◆ DATA RECORDS ◆
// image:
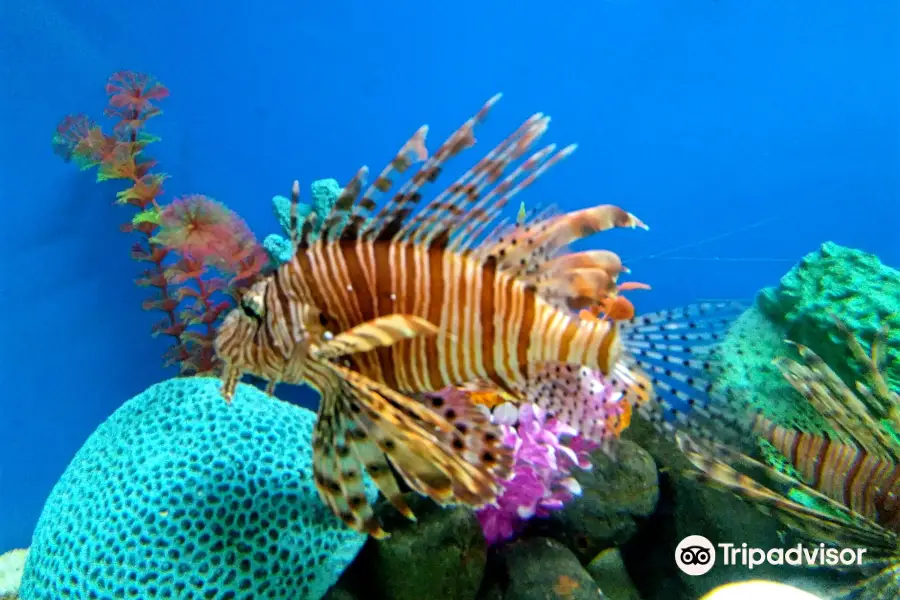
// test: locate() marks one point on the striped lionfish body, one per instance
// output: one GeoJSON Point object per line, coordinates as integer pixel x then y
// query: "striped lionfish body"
{"type": "Point", "coordinates": [381, 309]}
{"type": "Point", "coordinates": [849, 477]}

◆ INSTRUCTIONS FOR THE TASK ◆
Line by line, restate the data above exactly as it stands, minus the pictures.

◆ RESULT ◆
// image:
// test: locate() marks one point on the striped lionfish body, one per instance
// output: one GeoJSON Point object per line, coordinates as integer pixel x then y
// query: "striped lionfish body"
{"type": "Point", "coordinates": [381, 309]}
{"type": "Point", "coordinates": [849, 477]}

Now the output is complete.